* [Set task]
Format every line of the entries below as a JSON list of strings, one string per line, with blank lines omitted. Leave the images out of your answer.

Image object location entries
---*---

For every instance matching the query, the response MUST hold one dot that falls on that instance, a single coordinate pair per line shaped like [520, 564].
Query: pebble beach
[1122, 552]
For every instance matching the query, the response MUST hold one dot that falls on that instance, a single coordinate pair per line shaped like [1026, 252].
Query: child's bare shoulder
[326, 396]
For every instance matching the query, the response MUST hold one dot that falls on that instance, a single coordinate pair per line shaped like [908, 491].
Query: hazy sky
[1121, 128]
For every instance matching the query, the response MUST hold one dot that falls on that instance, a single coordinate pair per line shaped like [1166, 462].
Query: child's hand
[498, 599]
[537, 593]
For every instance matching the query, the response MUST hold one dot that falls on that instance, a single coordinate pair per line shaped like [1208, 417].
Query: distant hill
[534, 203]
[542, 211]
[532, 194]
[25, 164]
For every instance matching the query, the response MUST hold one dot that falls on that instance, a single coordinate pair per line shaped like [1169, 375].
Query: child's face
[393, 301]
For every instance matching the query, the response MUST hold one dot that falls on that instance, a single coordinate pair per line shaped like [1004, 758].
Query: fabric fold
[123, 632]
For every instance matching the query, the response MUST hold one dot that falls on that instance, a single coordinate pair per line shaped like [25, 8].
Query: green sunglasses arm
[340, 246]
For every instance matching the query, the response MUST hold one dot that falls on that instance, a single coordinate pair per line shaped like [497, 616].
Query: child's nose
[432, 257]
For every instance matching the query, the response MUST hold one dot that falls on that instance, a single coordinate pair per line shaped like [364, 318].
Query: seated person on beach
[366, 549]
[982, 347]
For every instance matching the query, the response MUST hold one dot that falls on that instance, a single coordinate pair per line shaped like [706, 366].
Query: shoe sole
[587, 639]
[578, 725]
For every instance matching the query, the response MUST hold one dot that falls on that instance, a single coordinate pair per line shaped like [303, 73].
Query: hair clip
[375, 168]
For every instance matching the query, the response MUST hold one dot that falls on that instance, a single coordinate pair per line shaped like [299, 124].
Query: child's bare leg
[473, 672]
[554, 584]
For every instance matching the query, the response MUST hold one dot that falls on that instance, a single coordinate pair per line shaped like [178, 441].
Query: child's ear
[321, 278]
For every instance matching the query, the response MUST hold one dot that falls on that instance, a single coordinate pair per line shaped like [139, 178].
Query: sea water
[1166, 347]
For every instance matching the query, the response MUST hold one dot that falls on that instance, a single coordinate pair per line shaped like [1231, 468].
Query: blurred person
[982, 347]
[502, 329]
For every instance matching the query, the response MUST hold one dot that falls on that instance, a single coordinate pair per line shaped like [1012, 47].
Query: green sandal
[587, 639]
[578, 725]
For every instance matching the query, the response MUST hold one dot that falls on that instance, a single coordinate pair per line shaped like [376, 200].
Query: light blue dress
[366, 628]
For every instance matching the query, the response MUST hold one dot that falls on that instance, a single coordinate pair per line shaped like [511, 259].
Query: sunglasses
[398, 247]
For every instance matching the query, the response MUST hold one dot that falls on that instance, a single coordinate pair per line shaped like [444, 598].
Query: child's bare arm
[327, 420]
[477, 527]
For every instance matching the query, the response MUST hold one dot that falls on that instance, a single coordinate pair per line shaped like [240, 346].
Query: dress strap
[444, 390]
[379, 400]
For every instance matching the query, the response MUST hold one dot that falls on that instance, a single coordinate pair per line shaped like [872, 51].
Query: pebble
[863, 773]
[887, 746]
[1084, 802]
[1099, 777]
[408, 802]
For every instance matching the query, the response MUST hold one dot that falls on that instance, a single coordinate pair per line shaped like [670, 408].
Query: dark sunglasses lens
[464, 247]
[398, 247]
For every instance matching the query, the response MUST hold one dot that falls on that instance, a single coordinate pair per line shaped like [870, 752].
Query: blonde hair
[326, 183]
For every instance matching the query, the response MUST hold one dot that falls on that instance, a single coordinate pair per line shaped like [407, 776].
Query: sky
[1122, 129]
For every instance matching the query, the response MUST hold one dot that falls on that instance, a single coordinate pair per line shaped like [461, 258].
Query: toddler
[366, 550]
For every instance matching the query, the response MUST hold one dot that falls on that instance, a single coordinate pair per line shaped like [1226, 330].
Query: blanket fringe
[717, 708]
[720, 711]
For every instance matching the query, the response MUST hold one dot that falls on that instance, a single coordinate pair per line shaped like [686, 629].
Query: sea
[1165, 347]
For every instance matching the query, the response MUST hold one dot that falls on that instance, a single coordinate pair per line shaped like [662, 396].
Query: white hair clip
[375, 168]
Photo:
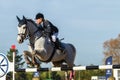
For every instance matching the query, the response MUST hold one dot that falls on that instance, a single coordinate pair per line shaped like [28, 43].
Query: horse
[40, 47]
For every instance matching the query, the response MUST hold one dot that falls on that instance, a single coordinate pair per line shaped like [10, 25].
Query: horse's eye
[24, 27]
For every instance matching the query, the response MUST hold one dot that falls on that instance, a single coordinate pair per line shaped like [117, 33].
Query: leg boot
[60, 46]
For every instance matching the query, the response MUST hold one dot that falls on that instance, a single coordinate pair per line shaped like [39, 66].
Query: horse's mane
[30, 20]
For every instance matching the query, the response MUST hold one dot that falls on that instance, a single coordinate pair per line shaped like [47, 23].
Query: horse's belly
[58, 56]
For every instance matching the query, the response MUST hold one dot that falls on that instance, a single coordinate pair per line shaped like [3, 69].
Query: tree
[18, 64]
[112, 48]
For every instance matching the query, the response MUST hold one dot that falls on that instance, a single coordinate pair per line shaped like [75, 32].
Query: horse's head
[22, 29]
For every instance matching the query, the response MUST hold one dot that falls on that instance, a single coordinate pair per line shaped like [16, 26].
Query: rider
[48, 27]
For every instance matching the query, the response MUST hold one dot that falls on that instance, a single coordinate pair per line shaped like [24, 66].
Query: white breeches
[54, 37]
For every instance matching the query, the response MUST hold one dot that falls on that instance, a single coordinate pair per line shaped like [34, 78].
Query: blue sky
[87, 24]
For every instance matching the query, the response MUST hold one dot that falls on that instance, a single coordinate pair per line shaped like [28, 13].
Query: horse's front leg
[28, 57]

---*---

* [Exercise response]
[
  "For every instance matching the query, the response MUST hold one dot that falls on that instance, a single coordinate pair per line shaped like [520, 564].",
  "Query: pebble beach",
  "[1122, 552]",
  "For every instance matching the query, the response MUST hold one dot that falls on that instance, a single coordinate pair per line shaped like [1026, 252].",
  "Query: child's bare shoulder",
  "[326, 396]",
  "For every instance matching the query, the response MUST hold one dot that falls on that instance, a single coordinate pair per line shaped like [908, 491].",
  "Query: hazy sky",
  "[1121, 128]",
  "For every instance matching the query, the response MUST hold one dot that falls on that instance, a single coordinate pair per line shaped like [1166, 462].",
  "Query: child's hand",
  "[498, 599]",
  "[537, 593]",
  "For every instance matching the query, the response MUST hold one dot that falls on that instance, a single coordinate pair per line shaped like [1208, 417].",
  "Query: distant hill",
  "[534, 203]",
  "[542, 211]",
  "[532, 194]",
  "[25, 164]",
  "For every instance matching the query, the response MUST hold one dot that falls on that instance, a single coordinate pair per line shaped like [1169, 375].",
  "Query: child's face",
  "[393, 301]",
  "For every instance matching the query, the response MUST hold one dot that falls on that instance, a single coordinate pair per line shaped like [1004, 758].",
  "Query: fabric fold",
  "[123, 632]",
  "For every instance matching the query, the response MUST hold one dot that falls on that instance, a single coordinate pair per line shaped like [25, 8].",
  "Query: green sunglasses arm",
  "[340, 246]",
  "For every instance matching the query, the response MUST hold one dot that falls on that instance, a single coordinate pair per line shaped like [497, 616].",
  "Query: child's nose",
  "[432, 257]",
  "For every instance matching the query, the response MUST hold one dot that falls on that instance, a single coordinate pair per line shaped like [364, 318].",
  "Query: seated person on beach",
  "[366, 549]",
  "[982, 347]",
  "For every instance matching the query, the response MUST hold one dot that falls on that instance, a single coordinate pair per line shaped like [706, 366].",
  "Query: shoe sole",
  "[587, 639]",
  "[578, 725]",
  "For every instance matching the query, the response MUST hold one dot that falls on that instance, a single coordinate pair per line shaped like [303, 73].",
  "Query: hair clip",
  "[375, 168]",
  "For every instance matching the query, the response MUST hold one dot that falls on that instance, a single coordinate pair per line shaped like [299, 124].",
  "Query: child's bare leg",
  "[473, 672]",
  "[554, 584]",
  "For every instance matching the query, the response MUST hold one dot that falls on that instance, a single coordinate pair per line shaped like [178, 441].",
  "Query: child's ear",
  "[321, 278]",
  "For every instance matching the query, the response MUST hold one dot that falls on that instance, a single coordinate pair per line shaped like [139, 178].",
  "Query: sea water",
  "[1166, 347]",
  "For every instance matching the query, the response MUST hold one dot that falls on that instance, a single coordinate pair per line shaped like [1231, 468].",
  "Query: blurred person",
  "[982, 347]",
  "[502, 329]",
  "For every instance matching the query, the response MUST hold one dot that falls on that instance, a single coordinate pair per line shaped like [1012, 47].",
  "Query: green sandal",
  "[587, 639]",
  "[578, 725]",
  "For every instance matching the query, the response MUST hold one dot that falls on that instance, a single coordinate pair per line shaped like [376, 200].",
  "Query: light blue dress",
  "[366, 628]",
  "For every instance matching the query, the response MUST hold one dot that falls on that instance, a single coordinate pair per line shaped like [511, 259].",
  "Query: sunglasses",
  "[398, 247]",
  "For every instance matching the query, the response MUST hold one dot that falls on that instance, a single coordinate pair per line shaped like [444, 598].",
  "Query: child's bare arm",
  "[327, 420]",
  "[477, 527]",
  "For every instance matching the query, the response MUST hold one dot that falls on that instance, a single coordinate pair per line shaped like [240, 346].",
  "Query: dress strap",
  "[444, 390]",
  "[379, 400]",
  "For every instance matching the query, the response MUST hold one dot that falls on that instance, a single coordinate pair per line shaped like [872, 51].",
  "Query: pebble",
  "[863, 773]",
  "[887, 746]",
  "[1084, 802]",
  "[1099, 777]",
  "[408, 802]",
  "For every instance matching the query, the response MUST hold one dot that falls on that instance, a single coordinate pair per line shaped like [670, 408].",
  "Query: dark sunglasses lens",
  "[464, 247]",
  "[398, 247]",
  "For every instance matching the query, the response MUST hold one dot that falls on that instance, a single coordinate pair per line shaped like [870, 752].",
  "Query: blonde hair",
  "[326, 183]",
  "For every instance matching the query, the response MUST hold one dot that falls on that instance, a single coordinate pair per line shaped like [407, 776].",
  "Query: sky",
  "[1122, 129]",
  "For every instance matching the query, the response MUST hold one dot that falls on that instance, a single coordinate pair per line shaped like [461, 258].",
  "Query: toddler",
  "[366, 550]",
  "For every instance matching the query, the response MUST hold one dot that falls on that instance, a single coordinate pair per line shaped like [1226, 330].",
  "Query: blanket fringe",
  "[717, 708]",
  "[720, 711]",
  "For every instance matching the query, the response MUST hold one dot that falls on that instance, a single coordinate pair per line shaped like [686, 629].",
  "Query: sea",
  "[1165, 347]",
  "For every instance matching the query, the response MUST hold one dot that falls on that instance, a single coordinate pair per line shaped like [662, 396].",
  "Query: white hair clip",
  "[375, 168]",
  "Photo:",
  "For every instance matching the query, the response MUST hold one dot that falls on that instance, a single coordinate pair per line shaped like [28, 43].",
  "Query: horse",
  "[40, 47]",
  "For every instance matching the query, the response MUST hold one dot that falls on that instance, a single coordinate pair per line shaped like [10, 25].",
  "Query: horse's eye",
  "[24, 27]",
  "For every instance matching the query, the response MUST hold one dot that falls on that instance, a single coordinate pair per line shaped like [117, 33].",
  "Query: leg boot",
  "[60, 46]",
  "For every instance matching the query, the response MUST hold one dot that falls on that instance, a single coordinate pair per line shaped like [39, 66].",
  "Query: horse's mane",
  "[30, 20]",
  "For every instance matching the query, the response MUST hold one dot that falls on that instance, a single coordinate pair per line shaped like [47, 23].",
  "Query: horse's belly",
  "[58, 56]",
  "For every instance matching the query, the response MUST hold one dot that falls on that instance, a single coordinate pair per line shaped like [3, 69].",
  "Query: tree",
  "[18, 64]",
  "[112, 48]",
  "For every instance matching the query, the response MUST hold one dot that falls on that instance, a single coordinate pair per line shaped like [75, 32].",
  "Query: horse's head",
  "[22, 29]",
  "For every instance matching the query, the response MUST hold one dot that falls on that instance, a single coordinate pair per line shaped like [16, 26].",
  "Query: rider",
  "[48, 27]",
  "For every instance matching the query, the response MUST hold one dot that falls on that instance, a single coordinate pair per line shaped like [24, 66].",
  "Query: white breeches",
  "[54, 37]",
  "For every instance matching the query, the response MUST hold one dot that falls on that instance, a single coordinate pair per line shaped like [34, 78].",
  "Query: blue sky",
  "[87, 24]",
  "For every instance matching the query, the response MUST hold one dot that falls on that instance, a single coordinate pair per line shaped like [28, 13].",
  "Query: horse's front leg",
  "[28, 57]"
]